**DATA LISTING**
——

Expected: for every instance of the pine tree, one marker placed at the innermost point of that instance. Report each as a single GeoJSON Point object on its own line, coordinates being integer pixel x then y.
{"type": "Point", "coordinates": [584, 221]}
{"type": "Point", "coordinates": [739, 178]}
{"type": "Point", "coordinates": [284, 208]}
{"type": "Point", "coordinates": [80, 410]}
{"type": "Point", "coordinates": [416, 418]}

——

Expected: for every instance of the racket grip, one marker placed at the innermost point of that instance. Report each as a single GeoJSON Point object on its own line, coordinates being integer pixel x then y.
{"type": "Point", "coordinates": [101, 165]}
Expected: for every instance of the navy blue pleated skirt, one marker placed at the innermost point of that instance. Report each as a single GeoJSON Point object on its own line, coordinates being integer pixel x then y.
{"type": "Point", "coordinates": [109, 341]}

——

Which lines of the records contain the word "marker"? Pick out each of those lines and copy it in full.

Expected: for every instance of the pine tree, one marker placed at the innermost point of that instance. Report each as a single GeoJSON Point object on its own line, coordinates being integer pixel x then y.
Expected: for every instance of the racket grip, one marker placed at the innermost point of that instance. Report each as a single GeoJSON Point object on its own line, coordinates being integer pixel x then y.
Expected: for every instance of the navy blue pleated skirt, one marker placed at the innermost point of that instance. Report each as a single GeoJSON Point object on its own line, coordinates being integer pixel x then y.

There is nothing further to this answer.